* _Фрагмент текста_
-- -- --

— Ну тогда как хотите.
— Нет, и это нас не устраивает. Нам на всякий случай маскировка нужна для немцев. Арестуйте нас и посадите под стражу в какой-нибудь амбар.
Так я и приказал. И опять о них забыл. Но в самый горячий момент явился один знакомый мне партизан. Он раньше при мне вестовым был — достался мне в наследство от Ковпака. Он у него по расстрельной части был. Приходил ко мне и щелкал пальцем, как бы спуская курок, интересовался:
— Товарищ командир, а как там насчет работешки?
Я потом придрался к чему-то и услал его в комендантскую роту. Оттуда он сейчас и явился.
— Так что, товарищ командир, мы уже этих поляков приготовили… Прикажите кончать.
Я даже не сразу понял, о чем он говорит, а когда понял, взревел: «Да вы что?» и бросился к амбару. Вижу, сидят мои полячки уже все как один раздетые, в одном белье, а мои ребята сидят вокруг костра и делят их одежду.
— Вернуть все!.. Сию же секунду! — заорал я вне себя от ярости и был, наверное, при этом настолько страшен, что все сразу вернули, только штаны одного из поляков так и не нашлись.
Слава Богу, самолет скоро прилетел, поляки улетели, и мы смогли оторваться от противника. Но когда мы обосновались на новом месте, меня вызвали в Киев, в ЦК КП(б)У. Прямо с самолета явился к Хрущеву, но его помощник Галочка сказал, что он сейчас в Москве, скоро прилетит и меня примет. И ясно было, что ничего хорошего это мне не сулит… И работники ЦК, с которыми я заговаривал, обращались со мной как с человеком обреченным. Нечего делать, пошел бродить по городу. Купил в киоске «Правду». Смотрю: на видном месте сообщение, что образован «Польский комитет национального освобождения», а ниже портреты его членов помещены. Вгляделся — да это ж мои полячки, все как один. Может, это меня выручит, думаю, вот главный мой полячок — Гомулка, а тот, чьи штаны не нашлись, глава этого комитета, Осубко-Моравский.
Хрущев принял меня хорошо. На объяснение, которое я приготовил и привез с собой, даже смотреть не стал. А сказал:
— Приготовьте список на двенадцать человек для получения звания Героя Советского Союза, но одно место оставьте незаполненным (понятно было, что это для меня самого).

-- -- --

* _Извлечённые записи_
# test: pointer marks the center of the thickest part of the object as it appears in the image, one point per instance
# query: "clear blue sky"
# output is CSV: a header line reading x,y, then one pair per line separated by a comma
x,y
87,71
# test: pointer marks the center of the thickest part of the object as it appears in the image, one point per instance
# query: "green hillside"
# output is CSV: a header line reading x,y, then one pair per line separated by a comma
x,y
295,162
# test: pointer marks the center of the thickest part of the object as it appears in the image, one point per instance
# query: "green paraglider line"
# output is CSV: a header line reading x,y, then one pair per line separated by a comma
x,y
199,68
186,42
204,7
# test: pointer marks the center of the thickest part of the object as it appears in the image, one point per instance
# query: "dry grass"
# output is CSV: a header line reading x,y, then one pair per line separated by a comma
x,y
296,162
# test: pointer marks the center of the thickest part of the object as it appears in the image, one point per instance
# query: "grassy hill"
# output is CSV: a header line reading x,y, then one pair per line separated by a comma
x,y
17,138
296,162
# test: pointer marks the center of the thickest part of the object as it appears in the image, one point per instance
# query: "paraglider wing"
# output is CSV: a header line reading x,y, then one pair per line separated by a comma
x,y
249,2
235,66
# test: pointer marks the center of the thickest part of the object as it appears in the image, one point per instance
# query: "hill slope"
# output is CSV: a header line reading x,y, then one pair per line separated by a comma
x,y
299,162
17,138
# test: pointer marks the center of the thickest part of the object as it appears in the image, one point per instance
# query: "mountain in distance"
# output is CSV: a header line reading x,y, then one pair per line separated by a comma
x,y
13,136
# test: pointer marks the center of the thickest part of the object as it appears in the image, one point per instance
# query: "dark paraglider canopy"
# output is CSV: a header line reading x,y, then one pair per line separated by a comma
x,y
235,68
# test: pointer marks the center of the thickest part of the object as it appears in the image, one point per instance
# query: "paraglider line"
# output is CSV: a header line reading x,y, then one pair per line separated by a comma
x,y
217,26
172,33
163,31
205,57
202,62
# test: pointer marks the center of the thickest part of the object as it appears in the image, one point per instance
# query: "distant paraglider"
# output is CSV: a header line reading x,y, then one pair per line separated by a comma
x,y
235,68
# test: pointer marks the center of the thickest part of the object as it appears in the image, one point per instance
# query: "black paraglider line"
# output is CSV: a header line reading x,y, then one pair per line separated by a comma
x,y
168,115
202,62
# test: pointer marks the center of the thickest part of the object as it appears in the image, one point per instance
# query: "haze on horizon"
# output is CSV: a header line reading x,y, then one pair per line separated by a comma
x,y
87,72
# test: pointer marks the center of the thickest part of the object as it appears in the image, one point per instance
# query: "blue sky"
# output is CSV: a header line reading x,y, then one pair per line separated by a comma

-- -- --

* _Письменное задание 1_
Пожалуйста, выпишите из рассказа о поляках отрывок, который начинается там, где стоят слова «Слава Богу, самолет», и заканчивается после слов «этого комитета, Осубко-Моравский.».
* _Письменное задание 2_
Напишите, что идёт дальше в рассказе о поляках после его последней фразы.
Записи никак не связаны с рассказом о поляках.

* _Ответ 1_
Слава Богу, самолет скоро прилетел, поляки улетели, и мы смогли оторваться от противника. Но когда мы обосновались на новом месте, меня вызвали в Киев, в ЦК КП(б)У. Прямо с самолета явился к Хрущеву, но его помощник Галочка сказал, что он сейчас в Москве, скоро прилетит и меня примет. И ясно было, что ничего хорошего это мне не сулит… И работники ЦК, с которыми я заговаривал, обращались со мной как с человеком обреченным. Нечего делать, пошел бродить по городу. Купил в киоске «Правду». Смотрю: на видном месте сообщение, что образован «Польский комитет национального освобождения», а ниже портреты его членов помещены. Вгляделся — да это ж мои полячки, все как один. Может, это меня выручит, думаю, вот главный мой полячок — Гомулка, а тот, чьи штаны не нашлись, глава этого комитета, Осубко-Моравский.

* _Ответ 2_
— Но я составил список в четырнадцать человек.
— Какое у вас образование, товарищ Вершигора? — спросил Хрущев. Я ответил, что два высших.
— Почему ж вы так плохо считаете?
— Потому что люди заслужили, — ответил я. Потом разговор перешел на другую тему…
— Какое у вас воинское звание, товарищ Вершигора? — спросил Хрущев. Я ответил, что я дважды подполковник. Второй раз по ошибке присвоили то же звание.
На этом кончается первая байка Петра Петровича. Если не считать истории со штанами Осубко-Моравского, который ввиду его комической красочности можно заподозрить в некотором невинном — для смеха — утрировании (хотя и это могло случиться), все остальное в ней для меня абсолютно достоверно. В том числе и ее почти святочный конец. Да, вместо того чтобы попасть в жесткую, а то и жестокую опалу за ослушание, рассказчик получил звание Героя Советского Союза и генеральские погоны (стал генерал-майором). Но если бы случайно не вмешалась большая (или только ощущающая себя такой) политика, превратившая проступок в подвиг, его отказ вести людей в бессмысленный, чреватый громадными потерями рейд привел к совсем другому, отнюдь не святочному концу. Сам Петр Петрович, такое создалось у меня впечатление, никакого умиления по поводу этого конца не испытывал. Второй его рассказ — байкой его не назовешь, ибо комичного в нем нет ничего — подтверждает это мое представление о нем. Да это и не рассказ. Просто человек говорил о наболевшем.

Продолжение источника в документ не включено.